Instruction 1 ::
In the records, change "young man" to "elderly man" everywhere it appears, starting at the line that has "water in the photo below." and ending with the last line of the records. Give back only those lines, with nothing else altered.

________________

When employing the apparatus according to the invention, the liquid product containing the active ingredient can be dispensed with only a small amount or no diluent. Therefore, the liquid product is highly concentrated and very small flow rates can be achieved in comparison to conventional systems. As a consequence, the liquid product can reach for example skin without a large amount of diluents such as volatile organic compounds, resulting in a dry feel of the atomized liquid product as only little or no energy is necessary for the evaporation of volatile organic compounds. When using the atomizing apparatus according to the present invention, the flow rate of active ingredient, as defined, with only small amounts of diluents necessary for dissolving or dispersing the actual active ingredient, the flow rate of active ingredient can remain at the same level as in conventional systems, however, using a greatly reduced total flow rate of propellant and the active ingredient combined.

The present invention uses pressures for the gaseous propellant from 2 bar to 5 bar (200 kPa to 500 kPa), preferably 2 bar to 4 bar and even more preferably 2 bar to 3 bar.

The total flow rate within the capillary tube within which atomization of liquid product takes place is restricted to the range specified above. In order to scale up the total flow rate of an apparatus for atomizing liquid product within a capillary tube a plurality of capillary tubes may be used which are arranged in a bundle, a row or in another way. Every capillary tube of such plurality of capillary tubes may be supplied with liquid product to be atomized and propellant taken from the same source respectively. A few capillary tubes for atomizing liquid product may be supplied with several different liquid products and the same propellant or several propellants taken from the same source or different sources. In this case the liquid products come into contact with each other after the single liquid product has been atomized. The liquid product to be atomized and the propellant may be taken out of containers having relatively small volumes which are combined with preferably one or a few capillary tubes. This arrangement may result in a handheld unit.

Furthermore, the liquid product to be atomized and the propellant may be taken out of containers having relatively large volumes or may be taken out of pipelines. These pipelines are preferably connected to a plurality of capillary tubes. In this case a continuous or quasi continuous operation of the atomizer is possible. This arrangement may result in a stationary or mobile unit for continuous or quasi continuous atomization of liquid product. The total flow rate of such a unit is appreciably greater than the total flow rate through only one of the single capillary tubes.

The present invention will now be described in greater detail with reference to the embodiments of the invention described in the figures. Identical reference numbers refer to respective parts.

The figures merely represent possible embodiments of the present invention. The figures are not intended to limit the invention to any of the preferred embodiments described in the drawings. They show:

FIG. 1 is a graphical representation of the experimental results described in Tables 3A and 3B, according to an embodiment of the invention.

FIG. 2 shows an exemplary atomizing apparatus according to an embodiment of the invention.

________________

Instruction 2 ::
What pressure range does the atomizer text give for the gaseous propellant?

Exercise material ::
________________

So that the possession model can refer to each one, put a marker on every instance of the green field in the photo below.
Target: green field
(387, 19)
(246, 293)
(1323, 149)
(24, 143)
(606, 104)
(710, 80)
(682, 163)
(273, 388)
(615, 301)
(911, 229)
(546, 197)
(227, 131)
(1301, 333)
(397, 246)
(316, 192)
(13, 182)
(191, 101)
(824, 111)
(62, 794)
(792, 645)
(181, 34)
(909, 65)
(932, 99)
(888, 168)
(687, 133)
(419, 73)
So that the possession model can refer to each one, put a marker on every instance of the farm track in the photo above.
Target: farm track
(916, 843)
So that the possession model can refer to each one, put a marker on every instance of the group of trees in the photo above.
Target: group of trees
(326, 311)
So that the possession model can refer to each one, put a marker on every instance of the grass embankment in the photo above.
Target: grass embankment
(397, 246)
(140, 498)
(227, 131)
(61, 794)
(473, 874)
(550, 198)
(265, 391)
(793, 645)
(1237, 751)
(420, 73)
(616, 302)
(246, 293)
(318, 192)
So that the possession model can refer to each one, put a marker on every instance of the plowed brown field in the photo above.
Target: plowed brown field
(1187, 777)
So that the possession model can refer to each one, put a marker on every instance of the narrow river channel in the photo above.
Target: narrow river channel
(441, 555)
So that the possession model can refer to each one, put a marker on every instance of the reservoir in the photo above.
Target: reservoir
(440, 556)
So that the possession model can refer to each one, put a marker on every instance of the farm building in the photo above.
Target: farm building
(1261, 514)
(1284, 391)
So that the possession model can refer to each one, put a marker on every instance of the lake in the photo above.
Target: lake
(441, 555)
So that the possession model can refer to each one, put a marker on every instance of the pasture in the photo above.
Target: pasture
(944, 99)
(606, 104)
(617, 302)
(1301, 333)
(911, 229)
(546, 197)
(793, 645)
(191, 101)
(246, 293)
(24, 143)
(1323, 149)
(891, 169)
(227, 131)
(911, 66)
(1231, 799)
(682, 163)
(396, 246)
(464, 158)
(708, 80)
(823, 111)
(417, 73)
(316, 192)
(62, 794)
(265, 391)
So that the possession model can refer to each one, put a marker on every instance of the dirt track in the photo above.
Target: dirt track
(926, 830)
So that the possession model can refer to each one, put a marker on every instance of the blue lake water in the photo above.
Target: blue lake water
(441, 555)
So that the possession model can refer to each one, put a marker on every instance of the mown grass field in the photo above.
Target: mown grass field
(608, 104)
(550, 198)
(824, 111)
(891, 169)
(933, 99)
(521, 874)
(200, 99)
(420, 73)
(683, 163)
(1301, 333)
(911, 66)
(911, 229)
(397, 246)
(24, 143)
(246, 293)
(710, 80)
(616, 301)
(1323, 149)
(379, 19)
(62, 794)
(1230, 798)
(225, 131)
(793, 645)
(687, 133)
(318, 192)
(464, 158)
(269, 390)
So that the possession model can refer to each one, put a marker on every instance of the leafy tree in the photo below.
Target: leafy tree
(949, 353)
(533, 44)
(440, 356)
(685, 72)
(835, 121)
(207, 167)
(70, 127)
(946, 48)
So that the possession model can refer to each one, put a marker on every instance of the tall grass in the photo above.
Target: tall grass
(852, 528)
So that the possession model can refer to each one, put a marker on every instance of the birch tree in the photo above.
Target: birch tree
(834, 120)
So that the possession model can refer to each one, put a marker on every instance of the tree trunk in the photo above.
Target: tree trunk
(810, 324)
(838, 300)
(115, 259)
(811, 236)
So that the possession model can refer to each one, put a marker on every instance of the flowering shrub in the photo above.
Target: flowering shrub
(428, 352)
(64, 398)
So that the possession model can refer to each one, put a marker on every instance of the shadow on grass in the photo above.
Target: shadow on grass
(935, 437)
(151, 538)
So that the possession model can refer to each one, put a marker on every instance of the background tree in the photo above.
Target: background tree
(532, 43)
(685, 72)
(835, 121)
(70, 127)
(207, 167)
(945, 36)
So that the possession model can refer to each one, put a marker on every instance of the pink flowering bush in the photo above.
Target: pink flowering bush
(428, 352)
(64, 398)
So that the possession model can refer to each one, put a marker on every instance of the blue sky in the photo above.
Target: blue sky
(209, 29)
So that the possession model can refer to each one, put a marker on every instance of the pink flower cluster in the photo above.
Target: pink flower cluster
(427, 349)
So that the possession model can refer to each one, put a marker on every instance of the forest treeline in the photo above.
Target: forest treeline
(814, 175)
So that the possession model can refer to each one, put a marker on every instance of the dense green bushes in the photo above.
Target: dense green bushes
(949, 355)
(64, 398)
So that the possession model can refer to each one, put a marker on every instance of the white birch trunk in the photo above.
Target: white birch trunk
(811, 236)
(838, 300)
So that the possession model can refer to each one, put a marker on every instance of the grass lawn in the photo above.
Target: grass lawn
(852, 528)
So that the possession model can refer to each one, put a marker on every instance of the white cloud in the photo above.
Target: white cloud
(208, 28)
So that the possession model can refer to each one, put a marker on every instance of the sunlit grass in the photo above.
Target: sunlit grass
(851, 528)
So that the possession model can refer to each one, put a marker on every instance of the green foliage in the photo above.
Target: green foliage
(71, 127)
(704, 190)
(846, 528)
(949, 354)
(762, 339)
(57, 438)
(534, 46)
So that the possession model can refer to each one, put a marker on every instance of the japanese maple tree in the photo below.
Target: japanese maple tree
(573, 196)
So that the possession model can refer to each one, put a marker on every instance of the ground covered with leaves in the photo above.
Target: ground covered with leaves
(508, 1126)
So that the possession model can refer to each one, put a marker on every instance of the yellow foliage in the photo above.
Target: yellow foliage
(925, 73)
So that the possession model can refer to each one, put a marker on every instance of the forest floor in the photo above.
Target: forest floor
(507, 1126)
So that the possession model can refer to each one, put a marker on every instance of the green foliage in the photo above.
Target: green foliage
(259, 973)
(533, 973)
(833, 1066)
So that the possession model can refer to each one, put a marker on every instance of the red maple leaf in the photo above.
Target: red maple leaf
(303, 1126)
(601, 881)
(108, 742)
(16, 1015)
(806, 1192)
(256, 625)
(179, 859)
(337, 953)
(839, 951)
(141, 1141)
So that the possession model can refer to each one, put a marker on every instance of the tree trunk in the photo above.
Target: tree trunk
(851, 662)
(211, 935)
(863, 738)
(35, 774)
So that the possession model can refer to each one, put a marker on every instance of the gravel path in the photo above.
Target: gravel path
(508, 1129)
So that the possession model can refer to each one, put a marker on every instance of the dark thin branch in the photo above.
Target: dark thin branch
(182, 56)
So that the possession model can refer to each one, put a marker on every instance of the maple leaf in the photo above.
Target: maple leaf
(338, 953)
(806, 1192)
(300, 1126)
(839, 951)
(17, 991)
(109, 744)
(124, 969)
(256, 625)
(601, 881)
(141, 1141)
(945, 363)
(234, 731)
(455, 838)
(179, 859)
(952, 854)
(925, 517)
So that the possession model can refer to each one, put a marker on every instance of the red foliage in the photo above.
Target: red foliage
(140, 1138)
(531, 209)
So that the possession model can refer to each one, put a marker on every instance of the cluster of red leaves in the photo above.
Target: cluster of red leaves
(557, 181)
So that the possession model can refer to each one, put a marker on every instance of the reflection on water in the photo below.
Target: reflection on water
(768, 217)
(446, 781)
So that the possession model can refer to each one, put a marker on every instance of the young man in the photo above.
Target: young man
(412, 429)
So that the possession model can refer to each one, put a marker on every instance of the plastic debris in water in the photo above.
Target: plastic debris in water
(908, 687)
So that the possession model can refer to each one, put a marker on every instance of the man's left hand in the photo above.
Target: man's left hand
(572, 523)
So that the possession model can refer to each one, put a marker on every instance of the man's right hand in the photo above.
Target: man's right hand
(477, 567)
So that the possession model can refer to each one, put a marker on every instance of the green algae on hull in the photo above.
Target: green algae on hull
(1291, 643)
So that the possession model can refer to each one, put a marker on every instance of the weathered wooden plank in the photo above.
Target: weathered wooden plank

________________

Correct response 1 ::
So that the possession model can refer to each one, put a marker on every instance of the reflection on water in the photo below.
Target: reflection on water
(768, 217)
(446, 781)
So that the possession model can refer to each one, put a marker on every instance of the elderly man in the photo above.
Target: elderly man
(412, 429)
So that the possession model can refer to each one, put a marker on every instance of the plastic debris in water in the photo above.
Target: plastic debris in water
(908, 687)
So that the possession model can refer to each one, put a marker on every instance of the man's left hand in the photo above.
Target: man's left hand
(572, 523)
So that the possession model can refer to each one, put a marker on every instance of the man's right hand in the photo above.
Target: man's right hand
(477, 567)
So that the possession model can refer to each one, put a marker on every instance of the green algae on hull in the photo above.
Target: green algae on hull
(1291, 643)
So that the possession model can refer to each one, put a marker on every instance of the weathered wooden plank in the photo above.
Target: weathered wooden plank

Correct response 2 ::
From 2 bar to 5 bar (200 kPa to 500 kPa).